**Work required**
List each line of the data below that contains the word "sink".
++++++++
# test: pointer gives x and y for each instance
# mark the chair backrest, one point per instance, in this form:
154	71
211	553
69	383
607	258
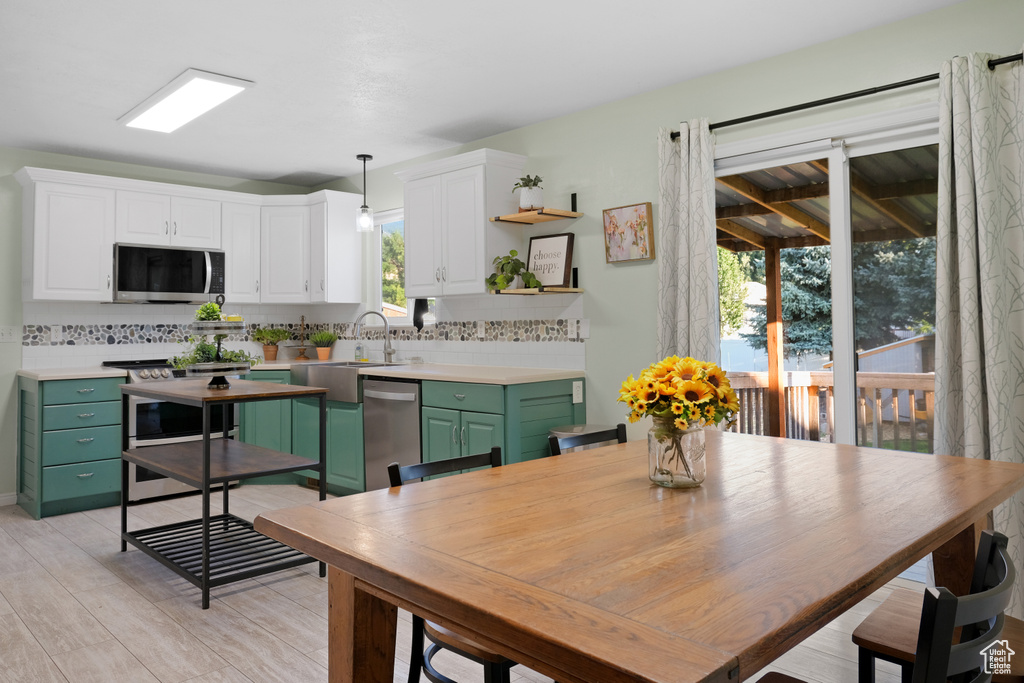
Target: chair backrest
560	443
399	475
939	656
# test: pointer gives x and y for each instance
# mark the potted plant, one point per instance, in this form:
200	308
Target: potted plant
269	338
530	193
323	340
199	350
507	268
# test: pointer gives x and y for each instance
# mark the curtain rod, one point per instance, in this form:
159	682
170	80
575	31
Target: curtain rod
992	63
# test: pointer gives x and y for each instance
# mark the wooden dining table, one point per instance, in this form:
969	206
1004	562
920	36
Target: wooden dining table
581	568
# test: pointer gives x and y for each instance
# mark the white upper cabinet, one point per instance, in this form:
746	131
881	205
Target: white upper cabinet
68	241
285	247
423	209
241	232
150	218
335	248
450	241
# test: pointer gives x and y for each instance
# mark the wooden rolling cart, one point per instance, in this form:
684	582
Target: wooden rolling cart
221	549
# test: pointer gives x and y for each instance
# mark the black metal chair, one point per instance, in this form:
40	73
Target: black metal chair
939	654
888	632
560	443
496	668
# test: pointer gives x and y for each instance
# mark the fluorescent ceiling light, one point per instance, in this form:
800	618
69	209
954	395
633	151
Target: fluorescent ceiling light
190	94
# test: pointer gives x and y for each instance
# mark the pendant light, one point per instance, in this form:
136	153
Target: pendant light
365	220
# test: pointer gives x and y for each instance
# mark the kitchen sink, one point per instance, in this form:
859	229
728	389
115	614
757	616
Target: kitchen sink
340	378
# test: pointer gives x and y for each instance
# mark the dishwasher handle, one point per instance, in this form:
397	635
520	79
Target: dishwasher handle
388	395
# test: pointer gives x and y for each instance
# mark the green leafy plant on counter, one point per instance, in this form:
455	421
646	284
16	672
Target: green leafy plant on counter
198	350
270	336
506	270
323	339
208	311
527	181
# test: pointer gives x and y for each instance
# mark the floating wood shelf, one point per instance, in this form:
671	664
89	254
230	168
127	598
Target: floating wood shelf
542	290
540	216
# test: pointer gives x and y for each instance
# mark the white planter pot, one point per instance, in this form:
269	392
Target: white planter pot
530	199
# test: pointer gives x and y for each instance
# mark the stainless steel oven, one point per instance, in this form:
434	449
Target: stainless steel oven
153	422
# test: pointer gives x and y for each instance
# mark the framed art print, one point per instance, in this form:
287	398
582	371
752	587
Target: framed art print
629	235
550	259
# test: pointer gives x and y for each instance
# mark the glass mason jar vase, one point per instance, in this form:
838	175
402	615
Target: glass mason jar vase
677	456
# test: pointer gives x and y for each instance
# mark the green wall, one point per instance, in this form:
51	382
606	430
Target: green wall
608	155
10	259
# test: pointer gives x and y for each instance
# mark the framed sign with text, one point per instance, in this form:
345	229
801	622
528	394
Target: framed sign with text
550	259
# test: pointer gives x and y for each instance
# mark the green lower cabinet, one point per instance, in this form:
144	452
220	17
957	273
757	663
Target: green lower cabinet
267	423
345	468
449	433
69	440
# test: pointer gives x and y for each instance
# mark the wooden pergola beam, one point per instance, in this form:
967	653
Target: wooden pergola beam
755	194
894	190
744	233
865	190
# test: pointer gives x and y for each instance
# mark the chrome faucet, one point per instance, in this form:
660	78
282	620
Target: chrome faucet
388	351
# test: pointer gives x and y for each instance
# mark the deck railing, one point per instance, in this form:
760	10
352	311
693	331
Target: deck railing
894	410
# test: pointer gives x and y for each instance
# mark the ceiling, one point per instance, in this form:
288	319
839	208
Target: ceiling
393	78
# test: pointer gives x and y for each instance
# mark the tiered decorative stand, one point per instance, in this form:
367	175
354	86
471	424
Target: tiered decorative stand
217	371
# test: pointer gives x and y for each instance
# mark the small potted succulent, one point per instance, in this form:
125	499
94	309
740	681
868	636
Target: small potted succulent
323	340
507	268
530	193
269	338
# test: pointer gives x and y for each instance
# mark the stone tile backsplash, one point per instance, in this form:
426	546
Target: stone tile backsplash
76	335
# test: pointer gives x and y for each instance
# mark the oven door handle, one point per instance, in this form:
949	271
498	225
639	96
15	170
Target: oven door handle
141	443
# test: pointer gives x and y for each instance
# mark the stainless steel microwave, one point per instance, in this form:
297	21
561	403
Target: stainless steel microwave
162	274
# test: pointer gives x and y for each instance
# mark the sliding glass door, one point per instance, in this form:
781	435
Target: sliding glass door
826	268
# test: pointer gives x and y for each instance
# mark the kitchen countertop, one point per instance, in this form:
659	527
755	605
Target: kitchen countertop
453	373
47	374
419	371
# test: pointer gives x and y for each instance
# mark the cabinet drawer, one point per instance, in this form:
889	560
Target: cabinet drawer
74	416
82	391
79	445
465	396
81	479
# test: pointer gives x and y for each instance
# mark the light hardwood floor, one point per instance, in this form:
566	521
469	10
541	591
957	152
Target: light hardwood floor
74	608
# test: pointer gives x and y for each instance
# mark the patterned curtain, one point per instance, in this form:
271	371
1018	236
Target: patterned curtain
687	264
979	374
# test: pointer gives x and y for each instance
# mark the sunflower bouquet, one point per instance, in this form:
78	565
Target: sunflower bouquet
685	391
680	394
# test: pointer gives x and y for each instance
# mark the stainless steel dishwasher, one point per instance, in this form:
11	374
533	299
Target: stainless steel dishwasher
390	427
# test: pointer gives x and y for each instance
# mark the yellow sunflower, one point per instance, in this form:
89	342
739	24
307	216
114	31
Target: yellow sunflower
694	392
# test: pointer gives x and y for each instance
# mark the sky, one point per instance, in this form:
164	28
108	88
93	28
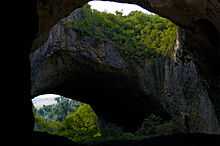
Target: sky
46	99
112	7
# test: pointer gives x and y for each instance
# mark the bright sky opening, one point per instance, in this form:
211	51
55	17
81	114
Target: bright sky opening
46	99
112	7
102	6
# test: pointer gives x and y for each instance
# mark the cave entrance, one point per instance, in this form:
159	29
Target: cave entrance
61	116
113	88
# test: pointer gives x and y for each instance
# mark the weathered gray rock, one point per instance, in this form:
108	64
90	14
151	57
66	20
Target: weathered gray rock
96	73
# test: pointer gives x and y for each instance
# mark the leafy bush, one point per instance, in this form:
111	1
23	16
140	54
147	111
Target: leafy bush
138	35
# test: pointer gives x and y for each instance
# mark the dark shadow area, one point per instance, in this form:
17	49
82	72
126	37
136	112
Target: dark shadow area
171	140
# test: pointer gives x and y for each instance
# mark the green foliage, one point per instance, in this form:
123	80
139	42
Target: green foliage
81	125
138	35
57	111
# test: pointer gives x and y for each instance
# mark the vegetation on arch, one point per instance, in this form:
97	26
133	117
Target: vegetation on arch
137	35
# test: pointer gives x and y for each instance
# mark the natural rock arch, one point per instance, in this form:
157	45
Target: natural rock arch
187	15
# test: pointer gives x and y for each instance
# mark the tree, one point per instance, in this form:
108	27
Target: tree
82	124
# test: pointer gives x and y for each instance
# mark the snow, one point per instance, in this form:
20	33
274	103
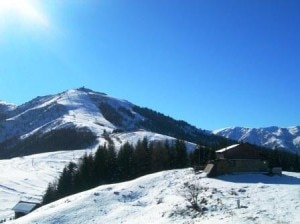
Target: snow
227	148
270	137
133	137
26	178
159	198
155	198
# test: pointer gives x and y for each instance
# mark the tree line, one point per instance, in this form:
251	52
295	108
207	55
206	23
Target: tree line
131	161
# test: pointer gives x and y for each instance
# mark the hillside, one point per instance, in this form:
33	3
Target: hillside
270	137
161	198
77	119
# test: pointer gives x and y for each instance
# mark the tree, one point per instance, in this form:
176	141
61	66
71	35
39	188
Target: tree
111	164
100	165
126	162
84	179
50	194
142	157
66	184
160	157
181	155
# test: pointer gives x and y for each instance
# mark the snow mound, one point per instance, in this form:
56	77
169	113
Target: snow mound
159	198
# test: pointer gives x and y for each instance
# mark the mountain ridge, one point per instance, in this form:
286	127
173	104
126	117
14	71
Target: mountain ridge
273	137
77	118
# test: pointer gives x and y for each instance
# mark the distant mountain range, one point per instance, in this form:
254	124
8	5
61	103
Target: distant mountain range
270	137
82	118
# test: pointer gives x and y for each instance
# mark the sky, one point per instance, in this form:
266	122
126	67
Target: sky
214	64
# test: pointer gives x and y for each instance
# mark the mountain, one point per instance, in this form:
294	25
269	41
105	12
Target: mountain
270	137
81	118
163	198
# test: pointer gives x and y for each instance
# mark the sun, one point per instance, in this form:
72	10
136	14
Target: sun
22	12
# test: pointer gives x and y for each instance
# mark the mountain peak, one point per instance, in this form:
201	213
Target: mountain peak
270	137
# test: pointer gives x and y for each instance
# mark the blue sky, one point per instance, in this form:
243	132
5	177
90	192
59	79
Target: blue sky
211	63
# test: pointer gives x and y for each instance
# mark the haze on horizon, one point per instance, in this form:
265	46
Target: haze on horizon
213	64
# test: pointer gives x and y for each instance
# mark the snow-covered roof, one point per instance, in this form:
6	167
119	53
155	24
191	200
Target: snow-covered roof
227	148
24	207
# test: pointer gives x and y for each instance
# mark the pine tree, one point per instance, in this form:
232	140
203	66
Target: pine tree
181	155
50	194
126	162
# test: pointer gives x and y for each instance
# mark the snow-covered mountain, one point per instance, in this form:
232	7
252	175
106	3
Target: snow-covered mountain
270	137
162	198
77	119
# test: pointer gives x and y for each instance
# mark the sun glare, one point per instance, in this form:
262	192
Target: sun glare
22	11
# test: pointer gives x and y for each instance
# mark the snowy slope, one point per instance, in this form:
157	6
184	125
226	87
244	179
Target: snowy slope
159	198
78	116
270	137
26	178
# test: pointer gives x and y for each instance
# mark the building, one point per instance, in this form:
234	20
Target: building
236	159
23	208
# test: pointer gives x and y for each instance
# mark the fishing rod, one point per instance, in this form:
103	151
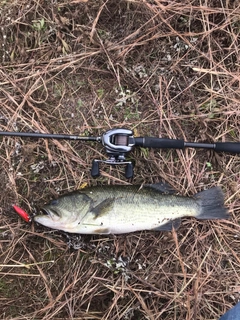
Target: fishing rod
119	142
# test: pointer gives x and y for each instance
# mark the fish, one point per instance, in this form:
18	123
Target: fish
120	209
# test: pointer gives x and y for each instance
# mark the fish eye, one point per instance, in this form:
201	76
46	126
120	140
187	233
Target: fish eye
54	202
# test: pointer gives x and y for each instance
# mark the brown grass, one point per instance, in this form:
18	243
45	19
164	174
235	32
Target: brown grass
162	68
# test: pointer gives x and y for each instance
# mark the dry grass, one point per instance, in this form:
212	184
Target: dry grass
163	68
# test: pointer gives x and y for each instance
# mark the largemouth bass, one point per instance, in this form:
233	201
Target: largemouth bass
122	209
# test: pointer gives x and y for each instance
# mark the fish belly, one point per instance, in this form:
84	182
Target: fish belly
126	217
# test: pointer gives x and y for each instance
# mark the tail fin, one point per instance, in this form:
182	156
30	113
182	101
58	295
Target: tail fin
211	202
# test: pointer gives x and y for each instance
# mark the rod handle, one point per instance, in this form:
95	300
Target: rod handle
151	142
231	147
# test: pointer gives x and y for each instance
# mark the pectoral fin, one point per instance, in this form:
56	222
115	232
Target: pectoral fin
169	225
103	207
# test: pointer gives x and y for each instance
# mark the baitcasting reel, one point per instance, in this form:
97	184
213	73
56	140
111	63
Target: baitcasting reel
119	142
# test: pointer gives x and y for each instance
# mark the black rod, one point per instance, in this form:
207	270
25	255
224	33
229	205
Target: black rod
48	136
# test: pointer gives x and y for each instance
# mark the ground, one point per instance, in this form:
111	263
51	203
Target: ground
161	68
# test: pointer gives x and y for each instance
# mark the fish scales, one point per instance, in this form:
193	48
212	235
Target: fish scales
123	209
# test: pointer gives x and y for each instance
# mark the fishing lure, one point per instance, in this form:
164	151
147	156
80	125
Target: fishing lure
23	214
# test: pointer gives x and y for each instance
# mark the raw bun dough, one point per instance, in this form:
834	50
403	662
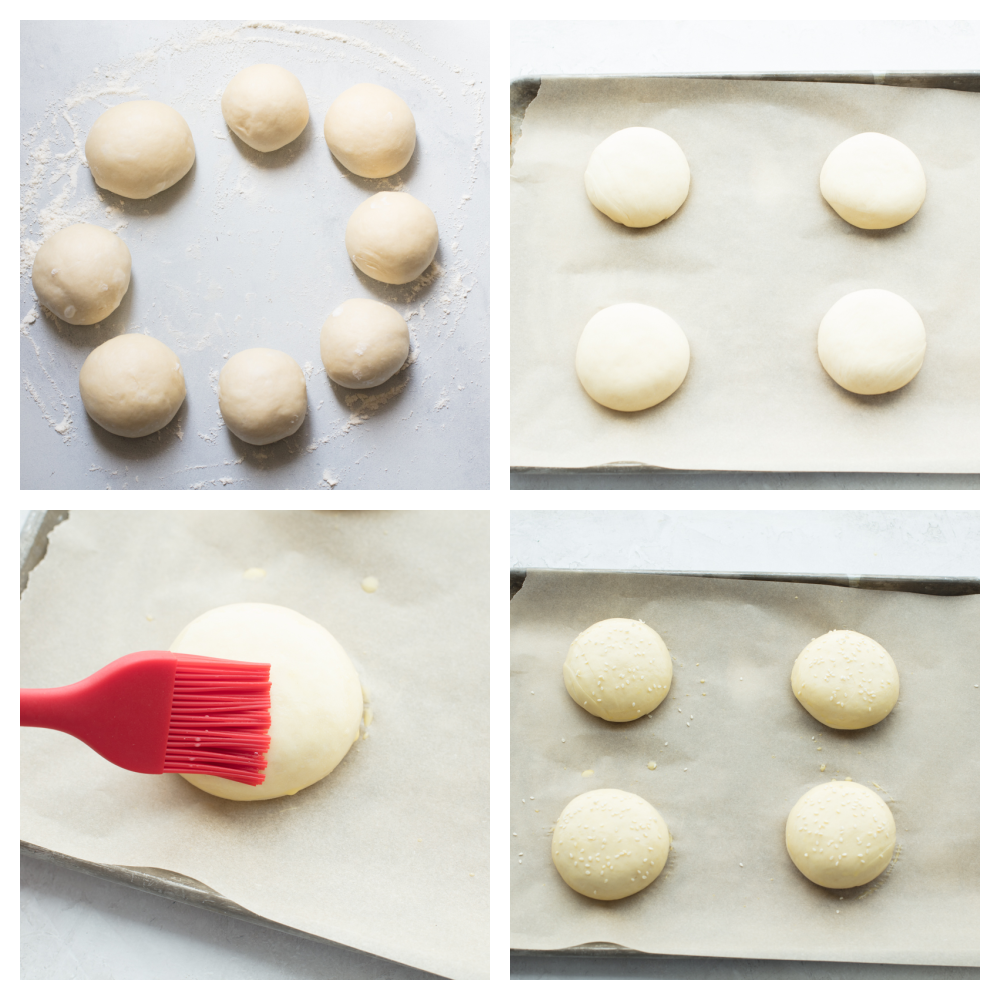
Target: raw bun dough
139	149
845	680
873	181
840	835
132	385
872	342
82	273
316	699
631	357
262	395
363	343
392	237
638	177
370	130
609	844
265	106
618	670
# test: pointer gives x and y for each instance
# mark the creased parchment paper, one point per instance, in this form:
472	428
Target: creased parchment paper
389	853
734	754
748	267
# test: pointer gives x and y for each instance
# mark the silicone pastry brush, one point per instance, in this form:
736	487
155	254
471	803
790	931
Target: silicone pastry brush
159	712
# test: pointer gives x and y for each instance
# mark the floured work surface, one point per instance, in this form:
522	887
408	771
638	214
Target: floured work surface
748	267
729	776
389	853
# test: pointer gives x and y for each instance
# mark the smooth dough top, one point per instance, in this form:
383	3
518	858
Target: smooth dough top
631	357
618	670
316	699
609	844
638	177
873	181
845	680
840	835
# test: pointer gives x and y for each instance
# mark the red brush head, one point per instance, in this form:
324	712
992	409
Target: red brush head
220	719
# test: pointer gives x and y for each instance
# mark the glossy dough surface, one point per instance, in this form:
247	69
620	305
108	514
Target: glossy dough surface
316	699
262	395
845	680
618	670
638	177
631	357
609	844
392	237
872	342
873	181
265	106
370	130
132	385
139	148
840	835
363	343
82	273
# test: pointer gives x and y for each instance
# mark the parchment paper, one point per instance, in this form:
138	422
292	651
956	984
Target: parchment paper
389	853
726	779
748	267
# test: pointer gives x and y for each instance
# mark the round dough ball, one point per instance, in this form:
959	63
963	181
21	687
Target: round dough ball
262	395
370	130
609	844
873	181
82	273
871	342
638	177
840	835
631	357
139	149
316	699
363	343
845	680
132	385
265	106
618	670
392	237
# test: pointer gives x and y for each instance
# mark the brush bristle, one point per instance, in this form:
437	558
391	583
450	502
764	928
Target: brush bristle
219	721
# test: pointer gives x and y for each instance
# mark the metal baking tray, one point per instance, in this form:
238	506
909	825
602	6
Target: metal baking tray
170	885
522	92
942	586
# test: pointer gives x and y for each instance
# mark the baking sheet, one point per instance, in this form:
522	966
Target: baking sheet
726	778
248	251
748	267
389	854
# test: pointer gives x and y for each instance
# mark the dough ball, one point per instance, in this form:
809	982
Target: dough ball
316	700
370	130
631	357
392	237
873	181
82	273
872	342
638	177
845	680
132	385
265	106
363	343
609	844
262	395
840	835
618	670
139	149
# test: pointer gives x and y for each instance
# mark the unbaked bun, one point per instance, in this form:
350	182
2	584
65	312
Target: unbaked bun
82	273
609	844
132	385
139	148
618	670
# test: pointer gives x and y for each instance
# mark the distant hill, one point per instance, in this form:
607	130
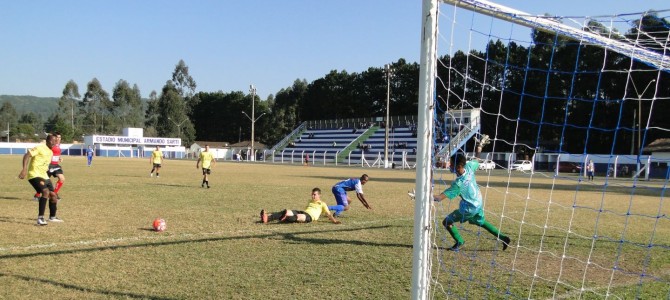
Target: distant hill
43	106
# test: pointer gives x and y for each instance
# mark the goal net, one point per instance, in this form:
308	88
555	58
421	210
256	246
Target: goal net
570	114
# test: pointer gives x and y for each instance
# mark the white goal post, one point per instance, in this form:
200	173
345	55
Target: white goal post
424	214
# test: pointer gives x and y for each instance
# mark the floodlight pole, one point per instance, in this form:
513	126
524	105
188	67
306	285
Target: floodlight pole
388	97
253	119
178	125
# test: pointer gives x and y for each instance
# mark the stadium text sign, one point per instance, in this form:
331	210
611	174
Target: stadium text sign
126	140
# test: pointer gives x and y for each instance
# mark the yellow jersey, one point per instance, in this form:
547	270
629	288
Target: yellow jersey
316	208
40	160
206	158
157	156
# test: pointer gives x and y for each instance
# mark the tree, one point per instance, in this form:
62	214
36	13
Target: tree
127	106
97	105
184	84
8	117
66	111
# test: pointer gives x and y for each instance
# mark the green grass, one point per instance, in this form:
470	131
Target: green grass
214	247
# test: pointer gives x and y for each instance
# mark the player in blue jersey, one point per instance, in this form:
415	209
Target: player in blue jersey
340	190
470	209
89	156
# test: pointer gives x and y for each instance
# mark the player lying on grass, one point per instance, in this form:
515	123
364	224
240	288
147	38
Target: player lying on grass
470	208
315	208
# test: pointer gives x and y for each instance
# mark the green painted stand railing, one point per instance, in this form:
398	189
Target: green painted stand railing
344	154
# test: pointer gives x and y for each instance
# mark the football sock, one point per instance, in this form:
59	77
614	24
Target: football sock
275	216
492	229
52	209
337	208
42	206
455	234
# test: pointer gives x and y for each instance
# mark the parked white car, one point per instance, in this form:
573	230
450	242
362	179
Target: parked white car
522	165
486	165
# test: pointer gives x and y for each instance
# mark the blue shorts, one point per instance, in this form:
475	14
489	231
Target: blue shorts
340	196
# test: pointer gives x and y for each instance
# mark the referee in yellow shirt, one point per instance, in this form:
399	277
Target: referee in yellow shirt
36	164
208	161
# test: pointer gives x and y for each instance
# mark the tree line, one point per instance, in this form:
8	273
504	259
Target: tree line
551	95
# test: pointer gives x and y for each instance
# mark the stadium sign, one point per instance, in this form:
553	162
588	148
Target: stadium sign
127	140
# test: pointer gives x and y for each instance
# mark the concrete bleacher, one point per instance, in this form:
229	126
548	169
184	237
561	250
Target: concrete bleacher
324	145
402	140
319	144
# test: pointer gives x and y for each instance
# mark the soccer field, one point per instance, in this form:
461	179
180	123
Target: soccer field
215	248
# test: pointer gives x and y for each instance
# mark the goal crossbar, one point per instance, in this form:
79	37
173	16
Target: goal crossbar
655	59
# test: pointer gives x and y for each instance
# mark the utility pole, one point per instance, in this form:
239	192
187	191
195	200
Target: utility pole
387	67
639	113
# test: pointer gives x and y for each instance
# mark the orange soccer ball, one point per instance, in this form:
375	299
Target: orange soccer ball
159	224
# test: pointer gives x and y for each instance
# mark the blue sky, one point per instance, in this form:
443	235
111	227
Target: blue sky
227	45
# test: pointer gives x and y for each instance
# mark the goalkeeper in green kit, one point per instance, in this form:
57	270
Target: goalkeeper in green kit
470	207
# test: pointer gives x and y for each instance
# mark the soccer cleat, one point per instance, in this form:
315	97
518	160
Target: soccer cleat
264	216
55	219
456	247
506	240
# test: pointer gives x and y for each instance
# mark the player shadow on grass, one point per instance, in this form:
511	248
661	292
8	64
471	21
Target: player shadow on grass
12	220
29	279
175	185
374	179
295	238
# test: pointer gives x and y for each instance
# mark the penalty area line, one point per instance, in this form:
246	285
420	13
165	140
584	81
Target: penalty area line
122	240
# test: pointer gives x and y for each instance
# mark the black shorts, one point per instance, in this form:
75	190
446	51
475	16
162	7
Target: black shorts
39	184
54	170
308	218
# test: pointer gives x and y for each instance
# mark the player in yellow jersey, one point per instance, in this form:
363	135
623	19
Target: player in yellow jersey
++++++++
**Answer for this exercise**
# mark the kitchen sink, one point per instance, in this form:
Target: kitchen sink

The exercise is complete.